* [Short task]
Rewrite the data starting at the line that contains "Every instance of the distant mountain range gets" and ending at the last line, replacing "distant mountain range" with "rocky cliff face" and leaving everything else unchanged.

* [Provided data]

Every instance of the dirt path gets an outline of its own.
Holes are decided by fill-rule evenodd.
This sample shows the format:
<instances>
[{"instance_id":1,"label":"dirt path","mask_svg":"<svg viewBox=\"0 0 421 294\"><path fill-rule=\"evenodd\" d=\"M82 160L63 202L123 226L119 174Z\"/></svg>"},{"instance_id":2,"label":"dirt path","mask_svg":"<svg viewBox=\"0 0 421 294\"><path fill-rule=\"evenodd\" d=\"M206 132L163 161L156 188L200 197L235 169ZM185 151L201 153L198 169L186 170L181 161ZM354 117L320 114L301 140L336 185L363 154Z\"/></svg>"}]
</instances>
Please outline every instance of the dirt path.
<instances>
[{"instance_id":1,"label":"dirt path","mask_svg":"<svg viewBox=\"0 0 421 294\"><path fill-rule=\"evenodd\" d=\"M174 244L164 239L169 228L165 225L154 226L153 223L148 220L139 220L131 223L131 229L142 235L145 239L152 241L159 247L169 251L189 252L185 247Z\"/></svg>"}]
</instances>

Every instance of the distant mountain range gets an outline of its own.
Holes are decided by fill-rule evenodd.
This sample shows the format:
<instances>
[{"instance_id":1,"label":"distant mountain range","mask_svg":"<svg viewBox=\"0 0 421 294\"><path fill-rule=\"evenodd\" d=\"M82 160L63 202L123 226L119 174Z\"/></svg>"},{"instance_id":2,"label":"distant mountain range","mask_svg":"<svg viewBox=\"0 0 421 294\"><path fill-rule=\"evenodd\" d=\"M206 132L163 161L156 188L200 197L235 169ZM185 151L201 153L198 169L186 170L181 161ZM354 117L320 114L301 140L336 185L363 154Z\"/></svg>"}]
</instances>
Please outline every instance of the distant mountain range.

* [Task solution]
Every instance of the rocky cliff face gets an outline of its own.
Holes are decided by fill-rule evenodd.
This sample shows the format:
<instances>
[{"instance_id":1,"label":"rocky cliff face","mask_svg":"<svg viewBox=\"0 0 421 294\"><path fill-rule=\"evenodd\" d=\"M82 160L63 202L123 226L119 174Z\"/></svg>"},{"instance_id":2,"label":"rocky cliff face","mask_svg":"<svg viewBox=\"0 0 421 294\"><path fill-rule=\"evenodd\" d=\"M206 132L163 161L156 188L200 197L235 169ZM185 151L201 153L198 169L186 170L181 161ZM354 117L320 114L301 140L336 185L363 154Z\"/></svg>"}]
</instances>
Please outline every instance of the rocky cliff face.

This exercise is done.